» Exercise task:
Rewrite the data below, swapping each "marker" for "pin" and leaving everything else untouched.

» Dataset records:
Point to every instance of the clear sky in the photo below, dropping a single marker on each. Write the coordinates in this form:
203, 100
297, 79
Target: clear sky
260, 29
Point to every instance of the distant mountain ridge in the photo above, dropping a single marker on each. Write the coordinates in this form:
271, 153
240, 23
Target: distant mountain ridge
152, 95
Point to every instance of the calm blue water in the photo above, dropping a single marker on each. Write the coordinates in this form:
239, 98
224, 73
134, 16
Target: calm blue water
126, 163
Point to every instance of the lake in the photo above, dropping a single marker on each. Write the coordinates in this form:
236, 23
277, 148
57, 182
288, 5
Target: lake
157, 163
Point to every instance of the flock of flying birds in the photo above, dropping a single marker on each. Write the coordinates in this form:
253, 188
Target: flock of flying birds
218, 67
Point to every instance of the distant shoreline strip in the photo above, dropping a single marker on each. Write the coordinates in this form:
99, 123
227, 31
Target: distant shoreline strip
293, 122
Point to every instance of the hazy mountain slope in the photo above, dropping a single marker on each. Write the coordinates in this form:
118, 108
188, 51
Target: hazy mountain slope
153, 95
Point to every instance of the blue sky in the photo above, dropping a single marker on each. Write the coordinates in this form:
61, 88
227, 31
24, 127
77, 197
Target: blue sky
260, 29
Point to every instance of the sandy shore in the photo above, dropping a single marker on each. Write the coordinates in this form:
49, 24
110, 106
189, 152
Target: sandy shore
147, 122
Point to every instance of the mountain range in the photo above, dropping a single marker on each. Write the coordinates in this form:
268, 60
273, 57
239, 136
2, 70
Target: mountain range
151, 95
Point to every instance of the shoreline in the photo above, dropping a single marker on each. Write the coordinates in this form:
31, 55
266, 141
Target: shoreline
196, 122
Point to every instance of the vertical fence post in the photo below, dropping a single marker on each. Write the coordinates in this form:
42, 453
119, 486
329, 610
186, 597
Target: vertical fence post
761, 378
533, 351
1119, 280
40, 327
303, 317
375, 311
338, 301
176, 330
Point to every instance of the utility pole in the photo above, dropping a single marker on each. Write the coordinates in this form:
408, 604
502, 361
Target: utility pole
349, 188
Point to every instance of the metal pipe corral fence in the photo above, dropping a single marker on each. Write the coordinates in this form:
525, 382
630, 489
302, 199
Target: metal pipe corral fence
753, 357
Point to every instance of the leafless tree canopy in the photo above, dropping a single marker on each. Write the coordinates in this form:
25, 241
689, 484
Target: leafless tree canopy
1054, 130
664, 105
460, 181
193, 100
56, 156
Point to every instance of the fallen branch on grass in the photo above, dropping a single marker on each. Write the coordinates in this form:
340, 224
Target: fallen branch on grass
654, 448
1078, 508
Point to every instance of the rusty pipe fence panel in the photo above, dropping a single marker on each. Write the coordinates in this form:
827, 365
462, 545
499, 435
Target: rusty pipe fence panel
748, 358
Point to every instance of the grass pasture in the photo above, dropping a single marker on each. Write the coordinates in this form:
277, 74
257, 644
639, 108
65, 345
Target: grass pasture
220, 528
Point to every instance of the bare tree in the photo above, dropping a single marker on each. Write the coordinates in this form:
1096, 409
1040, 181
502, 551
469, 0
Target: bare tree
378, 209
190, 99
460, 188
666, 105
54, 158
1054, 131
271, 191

» Result of this exercise:
Point to every instance of the clear sky in the photo below, dropping a single pin on each. Write the coordinates in this form:
203, 100
297, 79
Target: clear sky
260, 29
Point to every instance of the distant mountain ridge in the photo above, dropping a single pin on each. Write the coordinates in this form:
271, 153
240, 23
Target: distant mountain ridge
152, 95
Point to every instance of the calm blue water in the photo above, dropping a single pin on each. Write the coordinates in this form:
239, 98
224, 73
134, 16
Target: calm blue water
126, 163
Point to every instance of the lake in the photo above, dropping a single pin on each. Write the coordinates in this form:
236, 23
277, 148
57, 182
288, 5
Target: lake
157, 163
Point to every instance of the flock of flying birds in the photo above, dropping a single pin on each. Write the coordinates in this form:
253, 188
Target: flock of flying birds
218, 67
Point to every instance of the distant shoreline strip in the photo above, dropping a single pin on each. Write the coordinates in this form:
99, 123
227, 31
Target: distant shoreline strip
293, 122
Point to every instance of the hazy mountain slope in the photo above, dropping a single pin on each. Write the coordinates in this form:
118, 108
188, 51
Target: hazy mountain slope
153, 95
Point to every instance of the blue sky in the photo above, dropping a single pin on each. Write the coordinates in this form:
61, 88
227, 31
24, 127
77, 197
Target: blue sky
260, 29
Point to every instance of the sandy shore in the photo above, dropping a single pin on each. Write the coordinates in this form:
49, 24
110, 106
189, 152
Target: sandy shore
147, 122
Point to every instance of the mountain range in the photo above, dropping a single pin on each. Write the coordinates in this form:
268, 60
273, 57
239, 136
2, 70
Target: mountain range
151, 95
Point to every instance of the shoreline in the photo above, dropping a single pin on each. Write the coordinates in this form:
31, 55
266, 141
Target: shoreline
196, 122
Point to every instance of the vertical fence post in the photo below, dropping a single pin on each. Write the coordinates in this form:
42, 453
119, 486
329, 610
186, 597
Target: vertical fence post
761, 378
533, 351
1119, 280
40, 327
303, 317
375, 311
338, 301
176, 330
Point to every instance of the utility pole in the photo above, dropping a single pin on each. Write the coordinates in this form:
408, 604
502, 361
Target: utility pole
349, 188
Point to every instance of the metal pipe corral fence in the photo above, dropping a single pin on each. Write the coordinates in this form:
525, 382
630, 489
302, 199
Target: metal pipe corral fence
753, 357
Point to every instance of the leafless tree canopy in the photo above, dropping a single pin on each. Write the coordinates in this form:
25, 241
689, 484
Target: leafless tree canopy
1054, 130
664, 105
460, 181
193, 100
56, 156
Point to every instance of the fallen branch on grass in the photo above, dropping a single pin on each. Write the coordinates in this form:
340, 224
Target: fallen branch on grass
654, 448
1078, 508
Point to every instance of the rusty pipe fence panel in the photo above, dropping a single pin on each. Write the coordinates in this form:
827, 365
462, 545
499, 435
Target: rusty pipe fence panel
748, 358
Point to every instance of the grass pasture in the photo above, dropping a single pin on each. Write the coordinates in this form:
277, 74
257, 644
639, 108
65, 345
Target: grass pasture
220, 528
Point to every instance of the bare tree in the photo above, dropping a single pin on each. Write the coordinates in this form:
1096, 409
1040, 181
502, 551
469, 0
Target: bare tree
378, 209
190, 99
460, 188
666, 105
54, 158
1054, 131
271, 191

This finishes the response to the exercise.